### WORK TO COMPLETE
Which lines below contain the word "relief"? Return every one of them in full.

### Region annotation lines
►

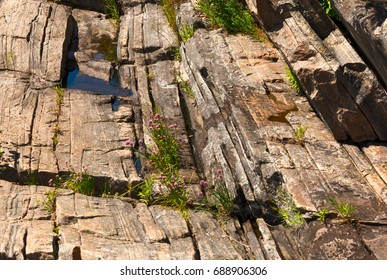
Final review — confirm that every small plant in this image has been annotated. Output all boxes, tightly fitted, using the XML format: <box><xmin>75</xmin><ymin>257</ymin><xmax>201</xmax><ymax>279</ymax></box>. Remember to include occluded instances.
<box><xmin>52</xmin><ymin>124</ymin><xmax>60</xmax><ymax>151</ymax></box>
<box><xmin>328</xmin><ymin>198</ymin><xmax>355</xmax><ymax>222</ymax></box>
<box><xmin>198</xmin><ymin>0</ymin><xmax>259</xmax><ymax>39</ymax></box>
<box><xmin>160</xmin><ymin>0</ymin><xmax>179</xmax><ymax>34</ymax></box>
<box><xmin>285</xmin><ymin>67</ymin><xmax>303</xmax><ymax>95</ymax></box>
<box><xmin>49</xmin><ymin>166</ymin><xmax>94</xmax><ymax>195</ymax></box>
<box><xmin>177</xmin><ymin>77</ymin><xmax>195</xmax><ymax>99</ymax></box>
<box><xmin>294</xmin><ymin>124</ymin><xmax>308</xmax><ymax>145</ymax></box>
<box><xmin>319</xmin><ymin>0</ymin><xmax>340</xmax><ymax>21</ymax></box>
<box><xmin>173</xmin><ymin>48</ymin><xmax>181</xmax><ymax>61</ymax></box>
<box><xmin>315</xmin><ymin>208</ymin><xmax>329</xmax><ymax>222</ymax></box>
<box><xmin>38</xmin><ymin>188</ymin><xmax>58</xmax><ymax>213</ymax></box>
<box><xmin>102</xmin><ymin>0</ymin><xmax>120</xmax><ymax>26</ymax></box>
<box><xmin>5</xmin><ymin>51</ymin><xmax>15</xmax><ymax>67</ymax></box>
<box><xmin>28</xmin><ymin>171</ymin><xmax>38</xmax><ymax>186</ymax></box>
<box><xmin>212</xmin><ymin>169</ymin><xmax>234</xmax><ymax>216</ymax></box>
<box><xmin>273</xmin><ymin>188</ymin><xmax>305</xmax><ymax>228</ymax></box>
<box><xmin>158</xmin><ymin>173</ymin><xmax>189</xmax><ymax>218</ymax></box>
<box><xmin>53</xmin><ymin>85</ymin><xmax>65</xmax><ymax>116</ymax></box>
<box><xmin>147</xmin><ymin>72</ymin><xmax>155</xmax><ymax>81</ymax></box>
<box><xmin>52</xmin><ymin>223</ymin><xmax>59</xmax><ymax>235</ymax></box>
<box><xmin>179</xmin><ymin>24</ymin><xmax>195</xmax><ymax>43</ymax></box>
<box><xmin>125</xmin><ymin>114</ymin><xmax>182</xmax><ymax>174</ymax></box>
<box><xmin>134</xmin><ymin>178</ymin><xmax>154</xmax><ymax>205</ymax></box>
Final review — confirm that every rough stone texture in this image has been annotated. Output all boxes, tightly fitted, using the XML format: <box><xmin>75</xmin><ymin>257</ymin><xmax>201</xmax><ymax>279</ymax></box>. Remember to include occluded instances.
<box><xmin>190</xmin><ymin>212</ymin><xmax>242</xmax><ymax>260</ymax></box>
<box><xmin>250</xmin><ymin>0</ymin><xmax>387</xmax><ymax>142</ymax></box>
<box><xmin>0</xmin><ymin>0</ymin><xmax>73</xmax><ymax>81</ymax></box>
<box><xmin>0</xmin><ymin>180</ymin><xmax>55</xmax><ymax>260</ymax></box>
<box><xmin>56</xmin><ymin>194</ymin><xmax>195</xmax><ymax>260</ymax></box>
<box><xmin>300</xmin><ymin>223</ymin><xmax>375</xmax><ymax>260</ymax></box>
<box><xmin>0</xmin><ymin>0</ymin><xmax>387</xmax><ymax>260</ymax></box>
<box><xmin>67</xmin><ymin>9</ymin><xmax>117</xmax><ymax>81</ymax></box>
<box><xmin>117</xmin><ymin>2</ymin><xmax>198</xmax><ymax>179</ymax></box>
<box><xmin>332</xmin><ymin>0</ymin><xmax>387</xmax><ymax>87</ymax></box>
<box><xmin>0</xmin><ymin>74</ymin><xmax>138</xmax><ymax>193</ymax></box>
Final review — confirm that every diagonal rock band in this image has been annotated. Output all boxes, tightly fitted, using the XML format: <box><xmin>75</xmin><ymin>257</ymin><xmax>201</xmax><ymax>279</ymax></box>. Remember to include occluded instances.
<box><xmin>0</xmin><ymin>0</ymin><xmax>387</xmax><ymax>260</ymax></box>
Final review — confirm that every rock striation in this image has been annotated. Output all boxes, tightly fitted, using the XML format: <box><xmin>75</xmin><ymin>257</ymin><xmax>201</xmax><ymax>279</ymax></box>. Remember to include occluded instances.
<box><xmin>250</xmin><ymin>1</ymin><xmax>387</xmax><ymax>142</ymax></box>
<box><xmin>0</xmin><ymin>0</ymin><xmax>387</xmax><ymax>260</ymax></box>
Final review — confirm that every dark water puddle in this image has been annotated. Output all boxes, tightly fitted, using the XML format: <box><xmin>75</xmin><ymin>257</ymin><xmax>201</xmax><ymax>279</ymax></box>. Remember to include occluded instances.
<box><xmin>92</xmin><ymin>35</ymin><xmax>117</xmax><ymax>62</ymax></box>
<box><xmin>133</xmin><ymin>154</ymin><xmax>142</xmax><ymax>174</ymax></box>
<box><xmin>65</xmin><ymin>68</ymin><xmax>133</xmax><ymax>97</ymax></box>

◄
►

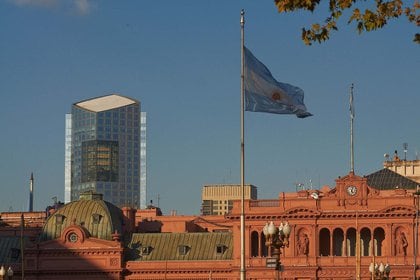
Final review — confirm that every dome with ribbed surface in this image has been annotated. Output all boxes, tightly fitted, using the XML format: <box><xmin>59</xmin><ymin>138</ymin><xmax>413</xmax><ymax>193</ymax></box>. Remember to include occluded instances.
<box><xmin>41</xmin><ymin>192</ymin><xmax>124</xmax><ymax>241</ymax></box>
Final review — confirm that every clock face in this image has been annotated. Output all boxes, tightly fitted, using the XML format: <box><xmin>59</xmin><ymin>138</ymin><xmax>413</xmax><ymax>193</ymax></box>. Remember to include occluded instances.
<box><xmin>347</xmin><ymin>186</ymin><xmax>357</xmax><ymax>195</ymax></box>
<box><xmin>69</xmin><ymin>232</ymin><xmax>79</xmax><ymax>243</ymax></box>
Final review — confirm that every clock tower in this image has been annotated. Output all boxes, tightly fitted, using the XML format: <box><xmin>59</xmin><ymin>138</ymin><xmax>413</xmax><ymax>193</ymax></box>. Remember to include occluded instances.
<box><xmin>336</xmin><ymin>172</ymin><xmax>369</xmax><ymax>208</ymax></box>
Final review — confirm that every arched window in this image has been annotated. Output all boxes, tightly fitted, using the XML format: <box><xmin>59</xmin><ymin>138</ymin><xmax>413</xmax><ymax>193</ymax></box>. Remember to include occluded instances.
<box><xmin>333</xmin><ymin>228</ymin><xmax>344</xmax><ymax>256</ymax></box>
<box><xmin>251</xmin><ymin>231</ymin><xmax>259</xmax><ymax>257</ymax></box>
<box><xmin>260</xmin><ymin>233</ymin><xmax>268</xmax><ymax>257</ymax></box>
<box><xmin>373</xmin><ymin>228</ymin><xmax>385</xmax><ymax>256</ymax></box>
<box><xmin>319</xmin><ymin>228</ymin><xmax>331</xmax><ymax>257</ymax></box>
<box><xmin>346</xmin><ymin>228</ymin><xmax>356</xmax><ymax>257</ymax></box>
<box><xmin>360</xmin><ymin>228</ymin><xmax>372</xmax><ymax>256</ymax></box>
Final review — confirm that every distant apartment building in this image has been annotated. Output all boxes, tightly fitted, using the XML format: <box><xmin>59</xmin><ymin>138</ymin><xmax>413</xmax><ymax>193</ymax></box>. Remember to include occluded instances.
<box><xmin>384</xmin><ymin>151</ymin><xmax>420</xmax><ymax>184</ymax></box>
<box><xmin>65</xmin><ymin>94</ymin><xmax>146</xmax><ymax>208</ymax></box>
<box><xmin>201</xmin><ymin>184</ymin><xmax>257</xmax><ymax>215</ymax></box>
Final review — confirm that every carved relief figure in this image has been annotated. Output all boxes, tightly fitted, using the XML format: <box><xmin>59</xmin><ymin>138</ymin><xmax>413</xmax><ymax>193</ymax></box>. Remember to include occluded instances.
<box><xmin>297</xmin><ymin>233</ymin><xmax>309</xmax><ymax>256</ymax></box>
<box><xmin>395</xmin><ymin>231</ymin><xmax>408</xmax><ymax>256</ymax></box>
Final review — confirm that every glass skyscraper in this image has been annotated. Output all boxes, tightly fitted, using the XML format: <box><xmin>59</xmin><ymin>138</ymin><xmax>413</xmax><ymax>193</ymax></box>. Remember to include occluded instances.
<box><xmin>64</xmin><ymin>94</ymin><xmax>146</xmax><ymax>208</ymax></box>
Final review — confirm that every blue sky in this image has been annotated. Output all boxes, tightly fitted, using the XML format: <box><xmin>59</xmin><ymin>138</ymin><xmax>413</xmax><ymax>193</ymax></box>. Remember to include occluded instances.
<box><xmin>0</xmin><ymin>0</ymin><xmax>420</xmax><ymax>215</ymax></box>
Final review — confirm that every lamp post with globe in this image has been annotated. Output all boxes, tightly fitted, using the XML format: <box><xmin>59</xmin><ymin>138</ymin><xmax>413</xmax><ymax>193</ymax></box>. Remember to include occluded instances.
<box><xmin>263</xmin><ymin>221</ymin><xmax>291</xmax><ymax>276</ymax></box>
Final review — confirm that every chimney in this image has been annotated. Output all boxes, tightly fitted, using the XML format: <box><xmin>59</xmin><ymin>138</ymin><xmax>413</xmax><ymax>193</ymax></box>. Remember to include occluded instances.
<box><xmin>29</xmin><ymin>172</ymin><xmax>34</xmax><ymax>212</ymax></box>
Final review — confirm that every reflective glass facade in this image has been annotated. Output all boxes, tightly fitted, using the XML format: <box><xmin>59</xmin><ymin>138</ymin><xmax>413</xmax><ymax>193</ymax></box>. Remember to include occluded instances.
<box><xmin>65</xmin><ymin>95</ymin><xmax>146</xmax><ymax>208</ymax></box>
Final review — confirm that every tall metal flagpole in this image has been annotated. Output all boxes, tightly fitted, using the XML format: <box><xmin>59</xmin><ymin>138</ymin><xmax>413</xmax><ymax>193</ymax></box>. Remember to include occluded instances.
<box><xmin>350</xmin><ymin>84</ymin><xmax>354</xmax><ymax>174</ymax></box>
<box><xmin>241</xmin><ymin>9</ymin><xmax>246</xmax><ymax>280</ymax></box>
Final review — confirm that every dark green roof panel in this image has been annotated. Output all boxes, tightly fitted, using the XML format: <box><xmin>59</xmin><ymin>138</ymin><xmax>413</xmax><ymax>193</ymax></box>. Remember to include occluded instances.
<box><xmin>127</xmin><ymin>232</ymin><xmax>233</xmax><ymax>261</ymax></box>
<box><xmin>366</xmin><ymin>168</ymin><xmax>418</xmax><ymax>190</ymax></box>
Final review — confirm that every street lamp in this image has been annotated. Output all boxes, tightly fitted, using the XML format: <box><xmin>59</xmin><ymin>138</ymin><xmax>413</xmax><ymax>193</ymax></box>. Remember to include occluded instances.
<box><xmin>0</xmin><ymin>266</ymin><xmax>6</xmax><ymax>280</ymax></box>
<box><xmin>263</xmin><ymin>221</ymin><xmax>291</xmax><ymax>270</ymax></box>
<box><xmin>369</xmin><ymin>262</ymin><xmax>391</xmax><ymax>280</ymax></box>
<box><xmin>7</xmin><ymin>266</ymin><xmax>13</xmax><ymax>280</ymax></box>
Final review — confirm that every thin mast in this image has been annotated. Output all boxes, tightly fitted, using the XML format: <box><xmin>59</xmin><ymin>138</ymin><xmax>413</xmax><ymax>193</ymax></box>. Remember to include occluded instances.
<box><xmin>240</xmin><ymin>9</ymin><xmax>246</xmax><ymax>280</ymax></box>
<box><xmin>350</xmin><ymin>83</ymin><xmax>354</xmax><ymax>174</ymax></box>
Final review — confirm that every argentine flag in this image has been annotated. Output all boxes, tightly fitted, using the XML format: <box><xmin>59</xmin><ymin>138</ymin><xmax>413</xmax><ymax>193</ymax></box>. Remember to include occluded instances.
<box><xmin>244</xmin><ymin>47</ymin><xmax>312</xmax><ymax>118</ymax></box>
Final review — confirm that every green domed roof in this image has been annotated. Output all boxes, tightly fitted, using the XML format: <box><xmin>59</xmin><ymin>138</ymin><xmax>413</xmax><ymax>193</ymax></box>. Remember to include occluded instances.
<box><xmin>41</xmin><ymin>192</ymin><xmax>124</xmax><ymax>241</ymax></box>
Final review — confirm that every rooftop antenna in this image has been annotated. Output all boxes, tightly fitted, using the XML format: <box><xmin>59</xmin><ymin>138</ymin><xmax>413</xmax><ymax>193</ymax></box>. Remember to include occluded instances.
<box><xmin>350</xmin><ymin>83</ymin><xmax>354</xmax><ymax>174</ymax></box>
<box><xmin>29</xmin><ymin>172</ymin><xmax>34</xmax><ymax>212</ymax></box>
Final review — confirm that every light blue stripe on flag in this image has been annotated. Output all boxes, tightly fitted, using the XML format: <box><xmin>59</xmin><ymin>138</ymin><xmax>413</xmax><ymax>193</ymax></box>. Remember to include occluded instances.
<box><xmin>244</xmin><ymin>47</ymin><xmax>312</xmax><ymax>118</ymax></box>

◄
►

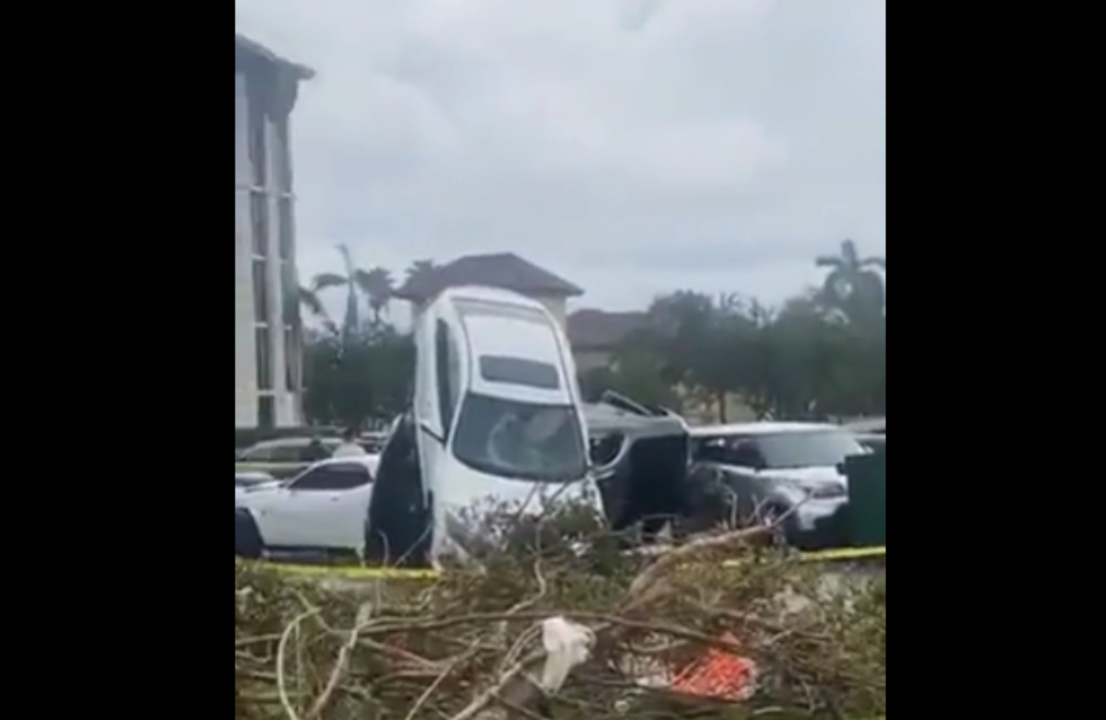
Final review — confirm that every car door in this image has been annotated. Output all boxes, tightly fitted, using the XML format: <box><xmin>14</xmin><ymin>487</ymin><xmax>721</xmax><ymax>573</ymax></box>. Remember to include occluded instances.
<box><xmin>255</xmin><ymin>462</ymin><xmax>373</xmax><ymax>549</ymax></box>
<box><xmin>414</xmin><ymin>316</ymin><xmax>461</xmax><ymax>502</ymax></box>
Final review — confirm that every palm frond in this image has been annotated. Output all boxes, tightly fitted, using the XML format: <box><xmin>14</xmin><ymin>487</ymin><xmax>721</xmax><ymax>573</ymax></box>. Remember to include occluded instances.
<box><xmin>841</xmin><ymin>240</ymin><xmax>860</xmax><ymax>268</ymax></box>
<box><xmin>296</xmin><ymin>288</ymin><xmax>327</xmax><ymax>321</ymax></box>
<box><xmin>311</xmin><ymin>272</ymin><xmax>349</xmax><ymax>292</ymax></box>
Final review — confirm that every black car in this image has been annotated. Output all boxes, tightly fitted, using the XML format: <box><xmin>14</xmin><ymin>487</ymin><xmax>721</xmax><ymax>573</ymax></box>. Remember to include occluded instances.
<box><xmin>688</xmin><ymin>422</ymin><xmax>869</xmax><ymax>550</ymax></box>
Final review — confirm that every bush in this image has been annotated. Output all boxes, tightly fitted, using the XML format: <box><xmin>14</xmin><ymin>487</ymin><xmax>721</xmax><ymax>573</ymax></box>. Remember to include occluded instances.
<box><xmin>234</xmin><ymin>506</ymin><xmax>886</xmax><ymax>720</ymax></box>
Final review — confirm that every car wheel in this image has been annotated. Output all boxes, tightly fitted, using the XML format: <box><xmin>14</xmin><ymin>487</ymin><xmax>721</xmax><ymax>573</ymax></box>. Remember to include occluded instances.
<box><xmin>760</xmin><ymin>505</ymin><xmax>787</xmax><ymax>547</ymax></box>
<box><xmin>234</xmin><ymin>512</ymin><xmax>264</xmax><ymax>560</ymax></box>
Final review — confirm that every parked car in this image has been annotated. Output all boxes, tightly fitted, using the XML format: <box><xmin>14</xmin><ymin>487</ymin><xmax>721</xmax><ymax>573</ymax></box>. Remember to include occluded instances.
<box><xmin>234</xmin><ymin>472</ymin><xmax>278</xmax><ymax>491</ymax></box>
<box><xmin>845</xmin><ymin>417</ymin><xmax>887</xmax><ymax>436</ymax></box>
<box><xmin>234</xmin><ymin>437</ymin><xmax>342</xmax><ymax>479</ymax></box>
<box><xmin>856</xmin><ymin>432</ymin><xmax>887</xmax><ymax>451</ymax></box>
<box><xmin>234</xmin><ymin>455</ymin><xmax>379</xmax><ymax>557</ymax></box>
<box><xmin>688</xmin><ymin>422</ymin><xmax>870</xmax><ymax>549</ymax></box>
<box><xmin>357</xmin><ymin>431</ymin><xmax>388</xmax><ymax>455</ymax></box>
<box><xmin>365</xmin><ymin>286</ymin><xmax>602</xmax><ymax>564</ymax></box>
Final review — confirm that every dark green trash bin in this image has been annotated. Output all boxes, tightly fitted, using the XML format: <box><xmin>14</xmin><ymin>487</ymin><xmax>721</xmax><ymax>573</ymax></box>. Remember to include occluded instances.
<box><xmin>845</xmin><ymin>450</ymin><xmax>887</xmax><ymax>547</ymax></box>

◄

### COMPLETE OUTPUT
Final review — confirm that every carved relief figure in this image has been annotated. Output all boxes, tightly fitted, using the XML format: <box><xmin>59</xmin><ymin>138</ymin><xmax>413</xmax><ymax>193</ymax></box>. Remember to include occluded instances.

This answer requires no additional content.